Repeat exactly, and only, the lines from the one holding "--target fence post" through the last line of the records below.

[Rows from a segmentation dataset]
-- Start --

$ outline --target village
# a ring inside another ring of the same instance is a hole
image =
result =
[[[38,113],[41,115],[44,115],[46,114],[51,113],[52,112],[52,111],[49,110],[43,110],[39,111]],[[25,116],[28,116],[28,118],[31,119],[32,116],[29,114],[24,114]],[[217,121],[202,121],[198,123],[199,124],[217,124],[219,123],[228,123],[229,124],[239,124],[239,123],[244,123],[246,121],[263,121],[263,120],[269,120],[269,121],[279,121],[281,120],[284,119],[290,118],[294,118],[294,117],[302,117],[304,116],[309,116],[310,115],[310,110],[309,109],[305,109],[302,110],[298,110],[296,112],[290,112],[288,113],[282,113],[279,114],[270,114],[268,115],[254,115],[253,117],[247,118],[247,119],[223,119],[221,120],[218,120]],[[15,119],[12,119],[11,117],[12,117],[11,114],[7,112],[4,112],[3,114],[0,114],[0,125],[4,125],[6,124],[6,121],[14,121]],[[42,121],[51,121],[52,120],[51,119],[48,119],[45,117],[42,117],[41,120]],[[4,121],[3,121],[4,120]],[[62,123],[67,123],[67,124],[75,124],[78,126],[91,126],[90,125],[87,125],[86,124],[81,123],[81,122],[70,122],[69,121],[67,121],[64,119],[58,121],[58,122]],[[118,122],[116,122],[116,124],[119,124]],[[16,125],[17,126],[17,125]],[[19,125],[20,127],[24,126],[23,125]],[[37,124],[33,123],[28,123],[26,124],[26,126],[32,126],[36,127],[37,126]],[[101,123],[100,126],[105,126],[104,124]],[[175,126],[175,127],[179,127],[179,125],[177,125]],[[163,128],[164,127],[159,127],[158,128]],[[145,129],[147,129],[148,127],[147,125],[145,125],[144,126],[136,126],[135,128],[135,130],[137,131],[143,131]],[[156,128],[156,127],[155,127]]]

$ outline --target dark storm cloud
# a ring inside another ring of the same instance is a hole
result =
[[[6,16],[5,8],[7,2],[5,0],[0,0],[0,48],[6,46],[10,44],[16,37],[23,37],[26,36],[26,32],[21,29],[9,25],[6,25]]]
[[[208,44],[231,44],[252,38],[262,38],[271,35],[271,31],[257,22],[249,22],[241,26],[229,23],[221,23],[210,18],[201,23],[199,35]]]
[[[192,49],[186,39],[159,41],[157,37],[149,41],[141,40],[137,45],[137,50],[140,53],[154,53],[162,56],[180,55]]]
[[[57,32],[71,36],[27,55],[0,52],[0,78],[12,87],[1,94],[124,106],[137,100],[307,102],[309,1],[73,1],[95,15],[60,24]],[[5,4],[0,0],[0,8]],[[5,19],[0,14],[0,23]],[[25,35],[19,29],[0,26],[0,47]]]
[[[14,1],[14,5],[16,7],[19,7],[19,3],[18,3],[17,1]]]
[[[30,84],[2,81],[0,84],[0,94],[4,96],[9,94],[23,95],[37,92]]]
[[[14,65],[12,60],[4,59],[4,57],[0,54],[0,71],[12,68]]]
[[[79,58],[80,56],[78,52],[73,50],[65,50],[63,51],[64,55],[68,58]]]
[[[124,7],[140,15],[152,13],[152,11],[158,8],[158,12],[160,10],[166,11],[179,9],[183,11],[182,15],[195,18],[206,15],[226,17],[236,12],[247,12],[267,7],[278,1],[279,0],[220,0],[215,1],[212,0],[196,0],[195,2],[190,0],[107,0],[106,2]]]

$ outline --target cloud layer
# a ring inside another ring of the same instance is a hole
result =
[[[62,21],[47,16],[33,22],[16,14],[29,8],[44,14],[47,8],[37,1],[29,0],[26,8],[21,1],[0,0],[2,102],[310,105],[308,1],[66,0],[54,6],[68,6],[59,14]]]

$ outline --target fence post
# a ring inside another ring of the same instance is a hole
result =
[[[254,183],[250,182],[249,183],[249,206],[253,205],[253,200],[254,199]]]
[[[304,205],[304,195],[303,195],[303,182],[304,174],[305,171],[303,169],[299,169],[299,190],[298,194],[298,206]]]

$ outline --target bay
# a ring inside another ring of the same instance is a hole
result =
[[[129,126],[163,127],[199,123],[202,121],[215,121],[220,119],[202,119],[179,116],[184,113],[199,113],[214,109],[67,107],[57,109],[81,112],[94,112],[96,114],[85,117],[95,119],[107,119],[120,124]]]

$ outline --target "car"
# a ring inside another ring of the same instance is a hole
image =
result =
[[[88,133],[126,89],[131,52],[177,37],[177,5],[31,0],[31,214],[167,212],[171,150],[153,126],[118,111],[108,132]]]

-- End --

**Correct result:**
$ outline --target fence post
# a ring inside another ring of the same instance is a hole
result =
[[[254,183],[250,182],[249,183],[249,206],[253,205],[253,200],[254,199]]]
[[[304,205],[304,195],[303,195],[303,182],[304,174],[305,171],[303,169],[299,169],[299,190],[298,194],[298,206]]]

$ outline --target bay
# a ring inside another ring of the same instance is a hole
result =
[[[129,126],[163,127],[199,123],[202,121],[215,121],[220,119],[202,119],[179,116],[184,113],[199,113],[214,109],[67,107],[57,109],[81,112],[94,112],[96,114],[85,117],[95,119],[107,119],[120,124]]]

$ outline --target "car"
# a ring inside another ring of the same instance is a hole
image =
result =
[[[88,133],[126,89],[131,52],[177,37],[177,5],[31,0],[31,214],[167,212],[171,150],[153,126],[118,111],[108,132]]]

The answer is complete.